--- start Data for the task ---

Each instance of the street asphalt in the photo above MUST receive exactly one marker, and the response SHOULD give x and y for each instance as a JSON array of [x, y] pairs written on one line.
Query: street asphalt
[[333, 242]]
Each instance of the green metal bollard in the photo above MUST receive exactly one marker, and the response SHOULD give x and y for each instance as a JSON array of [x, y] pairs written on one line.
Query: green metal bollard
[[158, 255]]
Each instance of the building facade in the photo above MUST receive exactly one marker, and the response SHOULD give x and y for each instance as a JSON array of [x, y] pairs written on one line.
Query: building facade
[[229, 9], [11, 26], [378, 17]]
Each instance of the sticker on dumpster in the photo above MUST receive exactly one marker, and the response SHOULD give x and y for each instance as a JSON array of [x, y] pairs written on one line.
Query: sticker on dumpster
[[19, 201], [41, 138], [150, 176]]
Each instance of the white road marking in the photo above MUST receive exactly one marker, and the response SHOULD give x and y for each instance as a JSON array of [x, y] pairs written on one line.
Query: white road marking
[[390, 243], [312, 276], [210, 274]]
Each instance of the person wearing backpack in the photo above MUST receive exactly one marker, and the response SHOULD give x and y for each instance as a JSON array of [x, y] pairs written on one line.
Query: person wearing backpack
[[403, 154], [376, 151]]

--- end Data for the task ---

→ **Goal**: Duplicate every line of the records above without changing anything.

→ **Complete answer**:
Each instance of the street asphalt in the photo above MUST receive exactly one marker, and the response SHOULD give x and y for each instance as a JSON array of [x, y] pairs written on one line.
Query: street asphalt
[[333, 242]]
Each instance of the green metal bollard in the photo above MUST receive exactly one marker, and the response SHOULD give x and y for each instance as a JSON array of [x, y] pairs written on one line.
Query: green metal bollard
[[158, 255]]
Each instance of the building facade in the photo above MUST receive exactly one marker, and the response SHOULD give x and y for each instance as a JSON array of [x, y] pairs written on one line.
Query: building facade
[[229, 9], [11, 26], [378, 17]]
Each instance of the sticker on dumpster in the photo above MUST receive exactly one marker, and the response SHOULD give x and y for each instance as a JSON array of [x, y] pairs written on one line.
Query: sticker on dumpster
[[19, 201], [41, 138], [150, 176]]
Each instance of the white road marking in the photo above MUST receive exactly one marker, and the response SHOULD give x and y for each instance as a JSON array of [x, y] pairs written on one line.
Query: white road marking
[[390, 243], [312, 276], [210, 274]]
Each instance of the person wearing backpack in the photo above MUST receive exactly one marker, and the response SHOULD give x and y for each instance as a JSON array of [x, y] pairs written on one line.
Query: person wearing backpack
[[403, 154], [376, 151]]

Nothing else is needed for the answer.